Exercise:
In the data below, find every line containing the string "boat" and copy each of those lines. Matching is case-sensitive.

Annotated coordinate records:

>> Begin

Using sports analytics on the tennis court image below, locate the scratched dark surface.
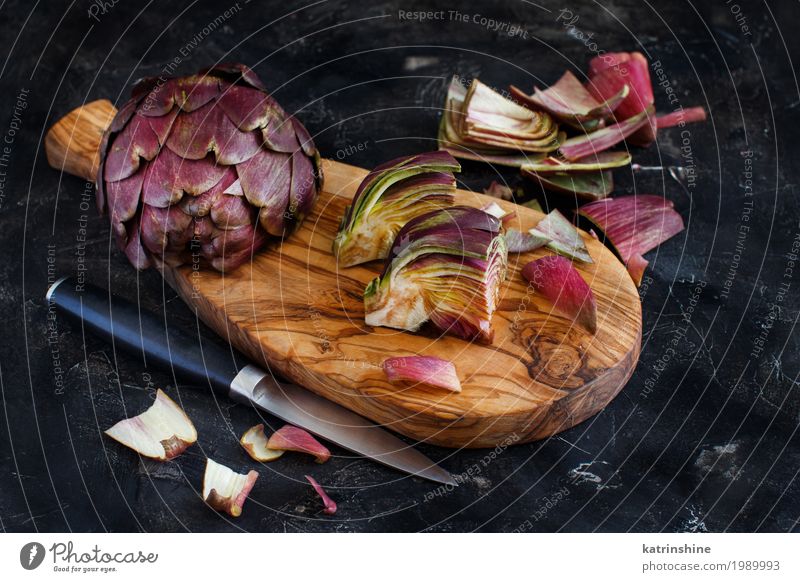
[0,0,800,531]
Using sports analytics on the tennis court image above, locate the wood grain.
[44,99,117,182]
[45,100,641,447]
[165,161,641,447]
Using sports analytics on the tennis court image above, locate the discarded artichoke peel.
[105,390,197,461]
[239,424,284,463]
[203,459,258,517]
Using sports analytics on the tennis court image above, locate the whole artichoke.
[97,64,322,271]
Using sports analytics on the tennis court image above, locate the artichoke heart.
[333,151,461,267]
[364,206,508,343]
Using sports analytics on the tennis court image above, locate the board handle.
[44,99,117,182]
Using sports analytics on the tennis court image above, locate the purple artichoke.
[97,64,322,271]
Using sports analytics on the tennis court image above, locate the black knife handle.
[47,277,238,396]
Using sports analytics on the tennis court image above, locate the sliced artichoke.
[438,77,566,167]
[333,151,461,267]
[509,71,630,131]
[364,206,508,342]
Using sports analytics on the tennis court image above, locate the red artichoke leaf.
[530,209,593,263]
[656,107,706,129]
[147,107,180,147]
[201,226,267,269]
[178,166,237,218]
[288,152,317,223]
[104,114,161,182]
[167,103,261,166]
[141,204,192,255]
[211,194,255,230]
[142,148,227,208]
[483,180,514,200]
[172,75,219,113]
[578,194,684,263]
[523,170,614,200]
[559,107,655,161]
[383,356,461,392]
[267,424,331,463]
[106,164,147,224]
[139,79,177,117]
[225,178,244,196]
[123,218,153,271]
[522,256,597,334]
[218,85,278,131]
[586,52,657,145]
[237,149,292,236]
[625,255,649,287]
[289,115,317,158]
[504,228,550,253]
[261,116,300,154]
[520,198,544,213]
[306,475,337,515]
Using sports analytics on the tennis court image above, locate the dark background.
[0,0,800,531]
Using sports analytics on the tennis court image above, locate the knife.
[46,277,456,485]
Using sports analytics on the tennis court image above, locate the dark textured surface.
[0,0,800,531]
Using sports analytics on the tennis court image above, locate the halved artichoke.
[364,206,508,342]
[97,64,322,270]
[333,151,461,267]
[438,77,565,165]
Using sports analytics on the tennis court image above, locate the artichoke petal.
[142,148,227,208]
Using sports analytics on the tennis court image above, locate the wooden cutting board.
[48,102,642,447]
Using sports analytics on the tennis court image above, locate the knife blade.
[46,277,456,485]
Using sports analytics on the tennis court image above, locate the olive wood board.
[164,160,642,448]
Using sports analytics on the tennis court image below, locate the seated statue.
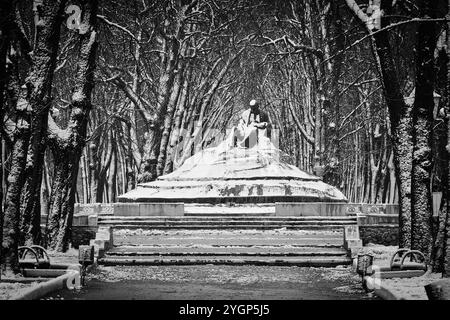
[233,100,270,148]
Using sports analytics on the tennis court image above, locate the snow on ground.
[114,228,342,236]
[382,273,441,300]
[356,244,441,300]
[0,282,38,300]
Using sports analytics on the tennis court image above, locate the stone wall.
[72,226,98,249]
[74,202,184,216]
[359,225,399,246]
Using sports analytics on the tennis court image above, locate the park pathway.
[45,265,374,300]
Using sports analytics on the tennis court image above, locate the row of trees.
[0,0,449,270]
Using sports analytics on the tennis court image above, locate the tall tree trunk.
[20,1,66,245]
[2,0,65,273]
[346,0,412,248]
[411,0,437,259]
[156,63,184,176]
[47,0,98,251]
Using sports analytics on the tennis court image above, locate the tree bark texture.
[47,0,98,251]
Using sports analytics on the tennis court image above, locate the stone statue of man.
[234,100,270,148]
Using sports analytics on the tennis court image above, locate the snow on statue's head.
[249,99,259,113]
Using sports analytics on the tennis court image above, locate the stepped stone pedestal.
[87,141,360,267]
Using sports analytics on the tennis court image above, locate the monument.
[119,100,347,204]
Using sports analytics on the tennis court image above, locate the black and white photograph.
[0,0,450,310]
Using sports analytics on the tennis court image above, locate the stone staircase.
[98,206,357,267]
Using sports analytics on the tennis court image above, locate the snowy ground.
[356,244,441,300]
[0,248,78,300]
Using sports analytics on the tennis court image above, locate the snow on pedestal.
[119,139,347,203]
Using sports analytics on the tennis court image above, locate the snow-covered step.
[99,256,351,267]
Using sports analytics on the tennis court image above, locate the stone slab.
[139,203,184,216]
[114,203,140,216]
[275,202,361,217]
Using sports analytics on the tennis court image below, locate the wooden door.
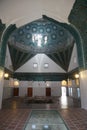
[13,88,19,96]
[46,88,51,96]
[27,88,32,97]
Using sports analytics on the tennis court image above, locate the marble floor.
[24,110,68,130]
[0,97,87,130]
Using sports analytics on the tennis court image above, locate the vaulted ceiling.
[8,16,75,71]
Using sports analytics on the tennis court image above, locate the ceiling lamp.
[75,74,80,86]
[32,34,47,47]
[75,74,79,79]
[14,79,19,87]
[4,73,9,78]
[61,80,67,86]
[67,79,72,87]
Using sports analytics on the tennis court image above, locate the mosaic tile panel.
[68,0,87,69]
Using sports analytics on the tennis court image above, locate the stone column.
[80,70,87,109]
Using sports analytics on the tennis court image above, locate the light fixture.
[61,80,67,86]
[67,79,72,87]
[4,73,9,78]
[32,34,47,47]
[75,74,79,86]
[44,63,49,68]
[0,69,4,79]
[14,79,19,87]
[75,74,79,79]
[33,63,38,68]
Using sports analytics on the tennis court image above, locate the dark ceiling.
[8,16,75,71]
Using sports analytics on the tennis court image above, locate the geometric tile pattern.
[68,0,87,69]
[8,16,75,71]
[24,110,68,130]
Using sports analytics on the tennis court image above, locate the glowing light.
[14,80,19,87]
[4,73,9,78]
[61,80,67,86]
[32,34,47,47]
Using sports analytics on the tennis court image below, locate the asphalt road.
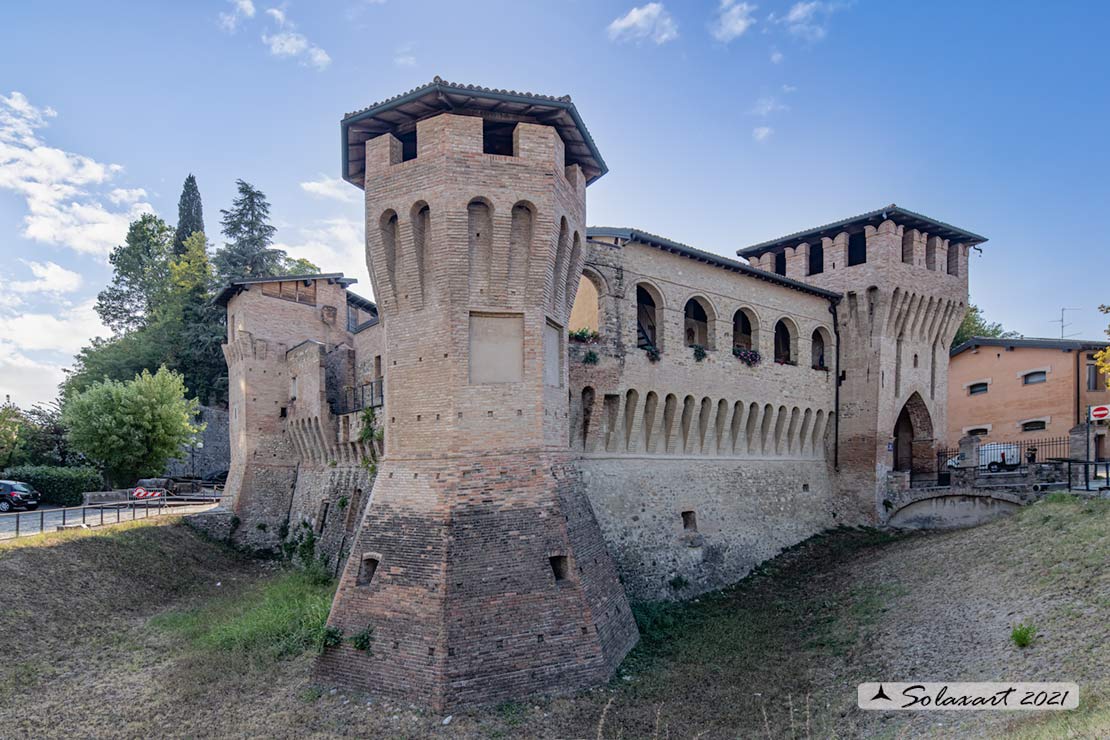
[0,501,216,539]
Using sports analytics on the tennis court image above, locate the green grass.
[1010,622,1037,648]
[151,568,335,661]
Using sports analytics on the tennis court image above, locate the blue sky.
[0,0,1110,405]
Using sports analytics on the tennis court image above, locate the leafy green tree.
[97,213,173,334]
[20,401,80,466]
[952,303,1018,347]
[0,401,23,469]
[281,257,321,275]
[213,180,285,283]
[62,366,203,486]
[173,173,204,256]
[151,232,228,401]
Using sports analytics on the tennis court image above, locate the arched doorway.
[894,393,934,470]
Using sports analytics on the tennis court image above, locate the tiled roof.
[340,77,608,186]
[736,203,987,257]
[949,336,1110,357]
[586,226,840,301]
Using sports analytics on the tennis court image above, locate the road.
[0,501,219,539]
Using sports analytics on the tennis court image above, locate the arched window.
[733,308,759,349]
[810,327,829,371]
[636,284,663,349]
[683,298,709,347]
[567,271,602,334]
[775,318,797,365]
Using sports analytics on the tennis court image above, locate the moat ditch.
[0,496,1110,738]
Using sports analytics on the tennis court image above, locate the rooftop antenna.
[1052,308,1082,339]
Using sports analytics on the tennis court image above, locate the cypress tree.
[173,173,204,257]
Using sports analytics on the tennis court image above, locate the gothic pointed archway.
[894,392,932,470]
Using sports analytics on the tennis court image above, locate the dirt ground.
[0,500,1110,738]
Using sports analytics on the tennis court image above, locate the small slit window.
[848,232,867,267]
[356,553,381,586]
[547,555,569,581]
[1021,371,1048,385]
[482,120,516,156]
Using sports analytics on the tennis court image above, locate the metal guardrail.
[0,496,222,539]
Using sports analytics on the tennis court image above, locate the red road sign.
[131,486,162,498]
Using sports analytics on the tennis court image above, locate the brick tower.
[738,204,987,521]
[317,78,637,709]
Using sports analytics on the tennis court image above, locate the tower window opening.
[397,129,416,162]
[809,242,825,275]
[482,120,516,156]
[848,232,867,267]
[547,555,569,581]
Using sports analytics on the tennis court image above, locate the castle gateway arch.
[894,391,932,470]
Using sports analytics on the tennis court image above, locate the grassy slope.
[0,499,1110,738]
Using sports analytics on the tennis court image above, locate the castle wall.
[569,240,843,599]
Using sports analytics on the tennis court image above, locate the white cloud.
[0,92,154,255]
[301,174,359,203]
[0,260,82,295]
[0,298,110,355]
[0,339,65,408]
[274,217,372,297]
[776,0,846,41]
[751,95,787,116]
[220,0,254,33]
[608,2,678,43]
[710,0,756,43]
[108,187,147,205]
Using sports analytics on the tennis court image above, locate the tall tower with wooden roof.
[317,78,637,708]
[738,204,987,521]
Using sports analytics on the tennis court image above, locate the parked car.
[945,442,1021,473]
[0,480,42,514]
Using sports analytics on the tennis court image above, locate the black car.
[0,480,42,514]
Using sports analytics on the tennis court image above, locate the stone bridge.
[882,486,1040,529]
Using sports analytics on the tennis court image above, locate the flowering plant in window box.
[567,326,602,344]
[733,347,763,367]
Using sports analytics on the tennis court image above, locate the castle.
[212,78,985,708]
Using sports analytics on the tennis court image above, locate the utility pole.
[1052,308,1082,339]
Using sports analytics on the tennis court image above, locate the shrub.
[733,347,763,367]
[1010,622,1037,648]
[567,326,602,343]
[3,465,103,506]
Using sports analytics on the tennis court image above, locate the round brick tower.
[317,78,637,709]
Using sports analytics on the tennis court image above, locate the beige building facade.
[947,337,1110,460]
[214,79,985,707]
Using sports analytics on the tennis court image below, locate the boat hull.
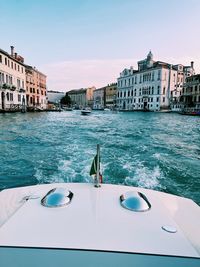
[0,247,200,267]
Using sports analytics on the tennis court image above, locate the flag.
[90,155,97,175]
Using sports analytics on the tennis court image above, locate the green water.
[0,111,200,203]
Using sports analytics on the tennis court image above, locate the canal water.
[0,111,200,204]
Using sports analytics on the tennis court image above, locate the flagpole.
[94,144,101,187]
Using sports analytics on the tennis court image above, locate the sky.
[0,0,200,91]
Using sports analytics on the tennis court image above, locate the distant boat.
[179,109,200,116]
[81,108,91,115]
[104,108,111,112]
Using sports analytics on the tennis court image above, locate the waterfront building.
[105,83,117,109]
[117,51,194,111]
[0,46,26,111]
[93,86,106,110]
[180,74,200,111]
[47,90,66,104]
[26,65,48,109]
[68,86,95,108]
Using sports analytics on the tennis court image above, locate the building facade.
[47,91,65,104]
[0,46,26,111]
[93,87,106,110]
[26,65,48,109]
[180,74,200,111]
[68,87,95,109]
[116,51,194,111]
[105,83,117,109]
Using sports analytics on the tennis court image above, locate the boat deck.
[0,183,200,258]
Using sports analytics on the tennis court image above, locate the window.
[10,93,13,101]
[158,70,161,81]
[163,87,165,95]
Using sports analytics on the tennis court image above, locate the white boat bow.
[0,183,200,267]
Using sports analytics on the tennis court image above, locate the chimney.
[10,45,14,57]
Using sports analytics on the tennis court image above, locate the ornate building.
[105,83,117,109]
[26,65,48,109]
[117,51,194,111]
[0,46,26,111]
[93,86,106,110]
[68,86,95,108]
[180,74,200,111]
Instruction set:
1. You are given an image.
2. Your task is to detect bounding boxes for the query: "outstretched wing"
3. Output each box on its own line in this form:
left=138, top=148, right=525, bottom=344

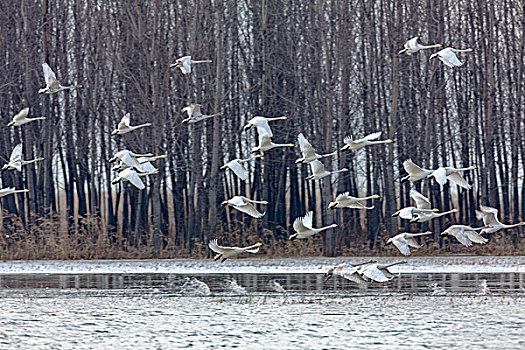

>> End

Output below:
Using sports analytics on the tennis court image below, locate the boat hull.
Using sports analytics on the tennis court image above, locate the distant boat.
Using sports analytics on the tennis court image above, locate the boat deck.
Using sports analytics on the tennis court image above, locate the white boat bow.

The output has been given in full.